Text for analysis
Training optimizers — APOLLO

This directory owns the optimizer side of the local SFT pipeline. Quantization (post-training) lives in scripts/quantization/; benchmarks in scripts/benchmark/.

What is APOLLO?

APOLLO ("Approximated Gradient Scaling for Memory-Efficient LLM Optimization", Zhu et al., MLSys 2025 — arXiv:2412.05270) is the only optimizer exposed by the eliza-1 local training entrypoints. It projects gradients into a low-rank random subspace, applies an approximated channel- or tensor-wise scaling factor back to the original gradient, and keeps the large matrix state compact. The reference implementation ships as the apollo-torch PyPI package (https://github.com/zhuhanqing/APOLLO; review upstream license terms before redistributing optimizer code).

We use APOLLO as the default optimizer because it lets us full-fine-tune Qwen at sizes that would otherwise need LoRA on the same VRAM budget. LoRA caps how much we can teach the model; APOLLO doesn't.

Two recipes

reciperankscalescale_typetypical use
apollo2561channeldefault full APOLLO recipe
apollo_mini1128tensorsmallest state, slight perf cost

Both apply only to 2-D weight matrices (q/k/v/o/gate/up/down projections). Embeddings, lm_head, biases, and RMSNorm weights stay in APOLLO's unprojected parameter group.

These follow the APOLLO paper §5 and the LLaMA-Factory examples/extras/apollo recipe. Authoritative per-model defaults live in model_registry.py (CLI: --registry-key). The table here mirrors the registry and is regenerated from it; if they disagree the registry wins.

registry keyoptimizerrankscalemicro_batchgrad_accumseq_lentier
qwen3.5-0.8bapollo_mini128128.0184096local
qwen3.5-2bapollo_mini256128.01168192local
qwen3.5-4bapollo_mini256128.01164096local
qwen3.5-4bapollo5121.02816384workstation
qwen3.5-4bapollo_mini512128.01865536cloud (FSDP)

--apollo-update-proj-gap 200 is a reasonable default at every size. The projector is re-randomized every 200 steps; lower it (50–100) for very short runs (<1k steps) and raise it (400–500) for long pretraining-style schedules.

Overriding seq_len per run

Registry seq_len values are defaults, not ceilings. Pass --max-seq-len to scripts/train_local.py (and the same flag is forwarded by scripts/run_pipeline.py) to override the registry default for one run:

bash
# Long-context 4B experiment — registry default is 64k, push to 128k
# after validating with memory_calc.py first.
uv run --extra train python3 scripts/training/memory_calc.py \
    --shape qwen3.5-4b
uv run --extra train python3 scripts/train_local.py \
    --registry-key qwen3.5-4b \
    --max-seq-len 131072 \
    --full-finetune --epochs 1

The 4B default was lowered from 147k to 64k (gap M35) because the 147k budget left only ~1% headroom on a 2× Blackwell 6000 cluster and ~6% on 2× H200 — one activation spike OOMed the run. 64k is the conservative default; long-context runs are now an explicit per-run opt-in.

Records drawn from a dataset

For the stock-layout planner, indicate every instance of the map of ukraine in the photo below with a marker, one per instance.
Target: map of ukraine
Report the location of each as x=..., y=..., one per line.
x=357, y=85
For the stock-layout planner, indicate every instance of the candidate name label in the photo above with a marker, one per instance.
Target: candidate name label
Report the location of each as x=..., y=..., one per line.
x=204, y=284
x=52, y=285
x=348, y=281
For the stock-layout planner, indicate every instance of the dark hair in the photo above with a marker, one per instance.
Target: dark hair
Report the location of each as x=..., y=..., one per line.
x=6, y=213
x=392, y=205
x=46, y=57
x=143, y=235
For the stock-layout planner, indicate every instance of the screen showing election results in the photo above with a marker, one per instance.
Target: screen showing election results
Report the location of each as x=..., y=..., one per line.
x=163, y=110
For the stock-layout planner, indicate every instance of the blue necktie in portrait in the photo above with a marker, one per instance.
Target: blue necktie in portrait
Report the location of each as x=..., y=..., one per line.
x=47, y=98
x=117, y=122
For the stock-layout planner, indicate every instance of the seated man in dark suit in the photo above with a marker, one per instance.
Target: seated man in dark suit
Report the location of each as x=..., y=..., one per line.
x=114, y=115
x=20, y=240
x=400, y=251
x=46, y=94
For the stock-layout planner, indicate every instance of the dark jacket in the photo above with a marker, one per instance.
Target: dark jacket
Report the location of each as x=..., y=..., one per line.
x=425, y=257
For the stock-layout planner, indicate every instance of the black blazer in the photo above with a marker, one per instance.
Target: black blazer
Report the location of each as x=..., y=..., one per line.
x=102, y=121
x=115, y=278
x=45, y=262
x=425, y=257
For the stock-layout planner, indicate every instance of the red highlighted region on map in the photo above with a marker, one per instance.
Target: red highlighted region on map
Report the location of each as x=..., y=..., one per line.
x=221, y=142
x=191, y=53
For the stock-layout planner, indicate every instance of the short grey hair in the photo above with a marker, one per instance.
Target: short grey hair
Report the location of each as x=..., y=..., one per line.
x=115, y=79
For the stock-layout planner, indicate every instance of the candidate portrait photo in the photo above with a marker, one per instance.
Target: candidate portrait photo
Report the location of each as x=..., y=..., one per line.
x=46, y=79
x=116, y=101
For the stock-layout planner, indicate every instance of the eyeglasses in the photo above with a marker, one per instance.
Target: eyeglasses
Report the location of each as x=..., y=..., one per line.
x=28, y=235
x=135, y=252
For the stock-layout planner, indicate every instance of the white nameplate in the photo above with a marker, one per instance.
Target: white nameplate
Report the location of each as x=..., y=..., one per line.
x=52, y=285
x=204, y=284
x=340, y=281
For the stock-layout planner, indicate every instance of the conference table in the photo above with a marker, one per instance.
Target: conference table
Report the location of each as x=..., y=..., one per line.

Exercise
Please output the part of the APOLLO optimizer text between "reciperankscalescale_typetypical use" and "unprojected parameter group.", inclusive, copied word for word.

Reply to the task
reciperankscalescale_typetypical use
apollo2561channeldefault full APOLLO recipe
apollo_mini1128tensorsmallest state, slight perf cost

Both apply only to 2-D weight matrices (q/k/v/o/gate/up/down projections). Embeddings, lm_head, biases, and RMSNorm weights stay in APOLLO's unprojected parameter group.